• _Job_:
Copy every line of the data below without any changes.

(Saved data entries)
--*--
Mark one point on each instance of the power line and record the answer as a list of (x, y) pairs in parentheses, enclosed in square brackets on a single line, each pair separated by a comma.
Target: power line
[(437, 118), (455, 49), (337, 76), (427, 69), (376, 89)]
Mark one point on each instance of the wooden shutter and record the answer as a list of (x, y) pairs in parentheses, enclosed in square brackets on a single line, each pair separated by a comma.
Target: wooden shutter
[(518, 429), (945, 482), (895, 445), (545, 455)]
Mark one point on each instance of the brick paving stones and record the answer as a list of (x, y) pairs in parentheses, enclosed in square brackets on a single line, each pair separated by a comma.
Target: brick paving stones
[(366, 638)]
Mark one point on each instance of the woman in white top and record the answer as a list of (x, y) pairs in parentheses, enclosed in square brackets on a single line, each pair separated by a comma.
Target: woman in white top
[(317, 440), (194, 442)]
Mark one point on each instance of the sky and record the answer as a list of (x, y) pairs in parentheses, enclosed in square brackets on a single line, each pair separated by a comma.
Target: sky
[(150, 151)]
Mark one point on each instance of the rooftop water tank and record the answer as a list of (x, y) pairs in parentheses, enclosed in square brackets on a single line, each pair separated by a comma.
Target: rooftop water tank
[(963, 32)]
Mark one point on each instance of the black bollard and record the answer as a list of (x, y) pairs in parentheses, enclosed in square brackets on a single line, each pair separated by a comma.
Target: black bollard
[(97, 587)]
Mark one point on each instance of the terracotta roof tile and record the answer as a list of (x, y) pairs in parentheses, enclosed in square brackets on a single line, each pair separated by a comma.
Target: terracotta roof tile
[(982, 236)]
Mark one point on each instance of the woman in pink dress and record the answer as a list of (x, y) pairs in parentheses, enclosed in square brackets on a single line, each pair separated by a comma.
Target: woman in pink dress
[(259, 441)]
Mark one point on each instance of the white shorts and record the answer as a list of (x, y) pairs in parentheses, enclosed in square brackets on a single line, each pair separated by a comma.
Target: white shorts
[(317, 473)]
--*--
• _Answer for this exercise_:
Mark one point on each instance of the power line and record the answer as a list of (x, y) pairs in parentheses, enclosed in square brackets on a single line, each pair separated by a comma.
Target: power line
[(437, 118), (455, 49), (337, 76), (427, 69), (376, 89)]
Mark one point on each instance of the wooden shutter and record the answer as a list of (x, y) pairs in parentheses, enclosed in square brackets on a single line, each pair separated by a comma.
Target: wooden shutter
[(518, 429), (945, 482), (895, 445), (545, 455)]
Mark one point on each instance of the brick paving stones and record the answer as a list of (x, y) pairs in parentheses, enclosed in square brackets on a single line, each pair separated by a comma.
Target: brick paving stones
[(366, 638)]
Mark one point on each instance of the woman in white top and record the answer as a list of (x, y) pairs in parentheses, enclosed in square brackets on a single line, each pair separated by a comma.
Target: woman in white top
[(317, 440), (194, 442)]
Mark one point on each instance of the sky and record the answer as a list of (x, y) pairs in parentheses, enclosed in square brackets on a single line, each pair separated by a comma.
Target: sky
[(150, 151)]
Mark one point on each instance of the rooftop water tank and record the answer as a list of (x, y) pairs in parentheses, enclosed in square brackets on a single line, each pair separated by a comma.
Target: rooftop water tank
[(963, 32)]
Mark one point on each instance of the black bollard and record the answer as a list of (x, y) pairs in parentheses, enclosed in square brackets on a single line, each pair separated by a comma.
Target: black bollard
[(97, 587)]
Mark one point on each instance of the terracotta roof tile and record the answer as a list of (x, y) pairs in parentheses, enclosed in square brackets on a single line, each pair separated by a comma.
Target: terracotta roof tile
[(982, 236)]
Mark one point on each instance of the woman in pink dress and record the answer as a list of (x, y) pairs in parentheses, enclosed in square brackets on a single line, each pair separated by a comma.
Target: woman in pink dress
[(259, 441)]
Mark one point on each instance of the white shorts and record the answer as a list of (x, y) pairs in parentheses, enclosed in square brackets on a single line, each pair separated by a comma.
Target: white shorts
[(317, 473)]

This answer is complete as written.